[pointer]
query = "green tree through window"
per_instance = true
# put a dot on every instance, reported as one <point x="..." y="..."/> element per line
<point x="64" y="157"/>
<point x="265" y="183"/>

+ + + + + + +

_What you will do_
Format every line of the records above as a numbered list, leaving out blank lines.

_Response below_
1. [pointer]
2. query = "green tree through window"
3. per_instance = true
4. # put a dot on every instance, reported as one <point x="..." y="..."/> element per line
5. <point x="64" y="157"/>
6. <point x="265" y="183"/>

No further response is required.